--- Start ---
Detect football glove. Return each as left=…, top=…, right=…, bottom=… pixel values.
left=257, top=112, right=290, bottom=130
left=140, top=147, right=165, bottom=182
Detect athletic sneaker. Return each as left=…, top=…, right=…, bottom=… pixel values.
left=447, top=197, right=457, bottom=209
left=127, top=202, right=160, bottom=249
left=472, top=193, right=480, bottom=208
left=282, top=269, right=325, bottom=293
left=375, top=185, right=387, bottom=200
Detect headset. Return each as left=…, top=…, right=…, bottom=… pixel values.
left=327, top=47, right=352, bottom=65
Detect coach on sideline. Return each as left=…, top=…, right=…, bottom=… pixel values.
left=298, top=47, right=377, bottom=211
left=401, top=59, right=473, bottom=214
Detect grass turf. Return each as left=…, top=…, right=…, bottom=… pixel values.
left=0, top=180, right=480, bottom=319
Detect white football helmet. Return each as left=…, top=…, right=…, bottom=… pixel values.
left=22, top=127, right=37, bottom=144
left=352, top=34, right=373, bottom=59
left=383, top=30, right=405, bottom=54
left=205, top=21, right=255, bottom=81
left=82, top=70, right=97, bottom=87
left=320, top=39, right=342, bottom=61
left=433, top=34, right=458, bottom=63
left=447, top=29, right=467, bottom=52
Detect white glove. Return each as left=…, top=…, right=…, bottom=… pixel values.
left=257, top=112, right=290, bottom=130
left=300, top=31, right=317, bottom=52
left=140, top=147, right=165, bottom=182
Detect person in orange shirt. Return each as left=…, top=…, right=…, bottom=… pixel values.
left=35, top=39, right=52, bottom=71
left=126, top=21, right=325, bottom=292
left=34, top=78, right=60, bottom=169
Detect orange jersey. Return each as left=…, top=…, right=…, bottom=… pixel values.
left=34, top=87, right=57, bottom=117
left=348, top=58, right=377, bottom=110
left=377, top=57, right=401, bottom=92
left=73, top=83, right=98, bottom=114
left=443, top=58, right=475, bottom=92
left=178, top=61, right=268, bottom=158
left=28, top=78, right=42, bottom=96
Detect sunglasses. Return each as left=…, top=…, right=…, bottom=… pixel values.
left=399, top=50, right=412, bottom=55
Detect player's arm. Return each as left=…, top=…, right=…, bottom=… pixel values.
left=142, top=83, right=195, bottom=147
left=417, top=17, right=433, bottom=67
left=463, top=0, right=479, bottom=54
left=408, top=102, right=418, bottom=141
--- End ---
Task:
Set out every line of the listing above as a Markdown table with two columns, Row and Entry. Number the rows in order and leave out any blank lines.

Final answer:
| Row | Entry |
|---|---|
| 1 | Detect football glove. Return each as left=…, top=…, right=…, bottom=… pixel values. |
| 2 | left=257, top=112, right=290, bottom=130 |
| 3 | left=140, top=147, right=165, bottom=182 |
| 4 | Detect athletic sneaker. Return each as left=…, top=…, right=…, bottom=… pixel values. |
| 5 | left=447, top=197, right=457, bottom=209 |
| 6 | left=127, top=202, right=160, bottom=249 |
| 7 | left=472, top=193, right=480, bottom=208 |
| 8 | left=282, top=269, right=325, bottom=293 |
| 9 | left=375, top=185, right=387, bottom=200 |
| 10 | Detect headset. Return each as left=…, top=…, right=…, bottom=… pixel values. |
| 11 | left=327, top=47, right=352, bottom=65 |
| 12 | Detect coach on sideline. Return each as left=…, top=…, right=…, bottom=… pixel values. |
| 13 | left=298, top=47, right=377, bottom=211 |
| 14 | left=401, top=59, right=473, bottom=214 |
| 15 | Detect grass turf. Return each as left=…, top=…, right=…, bottom=… pixel values. |
| 16 | left=0, top=180, right=480, bottom=319 |
| 17 | Detect white football helmet. Return each as left=…, top=…, right=…, bottom=… pixel values. |
| 18 | left=22, top=127, right=37, bottom=144 |
| 19 | left=352, top=34, right=373, bottom=59 |
| 20 | left=383, top=30, right=405, bottom=54 |
| 21 | left=205, top=21, right=255, bottom=81 |
| 22 | left=82, top=70, right=97, bottom=87 |
| 23 | left=320, top=39, right=342, bottom=61 |
| 24 | left=433, top=34, right=458, bottom=63 |
| 25 | left=447, top=29, right=467, bottom=52 |
| 26 | Detect white glove. Return each as left=…, top=…, right=…, bottom=… pixel values. |
| 27 | left=257, top=112, right=290, bottom=130 |
| 28 | left=300, top=31, right=317, bottom=52 |
| 29 | left=140, top=147, right=165, bottom=182 |
| 30 | Detect person in orange shirt. Return each as left=…, top=…, right=…, bottom=… pixel values. |
| 31 | left=35, top=39, right=52, bottom=71 |
| 32 | left=126, top=21, right=325, bottom=292 |
| 33 | left=34, top=78, right=60, bottom=169 |
| 34 | Detect orange jersey. Return each as left=…, top=…, right=…, bottom=… pixel values. |
| 35 | left=34, top=87, right=57, bottom=117 |
| 36 | left=348, top=58, right=377, bottom=110 |
| 37 | left=377, top=57, right=401, bottom=92 |
| 38 | left=73, top=83, right=98, bottom=114 |
| 39 | left=443, top=58, right=475, bottom=92 |
| 40 | left=178, top=61, right=268, bottom=158 |
| 41 | left=28, top=78, right=42, bottom=96 |
| 42 | Detect sunglasses. Return each as left=…, top=…, right=…, bottom=… pixel values. |
| 43 | left=399, top=50, right=412, bottom=55 |
| 44 | Detect player's arm. Return each as left=…, top=…, right=…, bottom=… pixel values. |
| 45 | left=142, top=83, right=195, bottom=147 |
| 46 | left=417, top=17, right=433, bottom=67 |
| 47 | left=463, top=0, right=479, bottom=54 |
| 48 | left=408, top=102, right=418, bottom=141 |